Those lines of the records that contain "dense" are to be located and copied.

Dataset entries:
☆ ☆ ☆ ☆
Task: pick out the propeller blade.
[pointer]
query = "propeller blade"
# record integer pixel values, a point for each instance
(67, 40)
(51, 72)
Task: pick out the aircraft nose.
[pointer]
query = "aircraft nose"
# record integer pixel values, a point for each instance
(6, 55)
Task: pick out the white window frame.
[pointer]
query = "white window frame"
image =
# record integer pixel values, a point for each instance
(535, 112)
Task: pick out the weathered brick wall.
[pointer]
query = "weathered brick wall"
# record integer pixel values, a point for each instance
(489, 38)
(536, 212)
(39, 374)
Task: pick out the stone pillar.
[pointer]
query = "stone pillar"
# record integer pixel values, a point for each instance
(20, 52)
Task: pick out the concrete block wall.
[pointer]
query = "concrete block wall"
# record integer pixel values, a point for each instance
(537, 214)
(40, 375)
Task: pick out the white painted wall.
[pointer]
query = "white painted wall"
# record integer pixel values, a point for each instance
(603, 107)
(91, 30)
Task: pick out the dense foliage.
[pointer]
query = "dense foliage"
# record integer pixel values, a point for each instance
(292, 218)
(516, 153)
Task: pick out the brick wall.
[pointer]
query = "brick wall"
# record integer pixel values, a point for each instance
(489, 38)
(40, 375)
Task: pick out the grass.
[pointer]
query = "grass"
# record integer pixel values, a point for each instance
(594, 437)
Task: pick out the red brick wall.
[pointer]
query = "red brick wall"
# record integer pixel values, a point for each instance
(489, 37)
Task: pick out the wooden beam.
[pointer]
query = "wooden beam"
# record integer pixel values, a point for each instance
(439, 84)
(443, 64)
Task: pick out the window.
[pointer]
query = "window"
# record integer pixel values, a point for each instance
☆ ☆ ☆ ☆
Your solution:
Task: pick out the dense foliage.
query = "dense foliage"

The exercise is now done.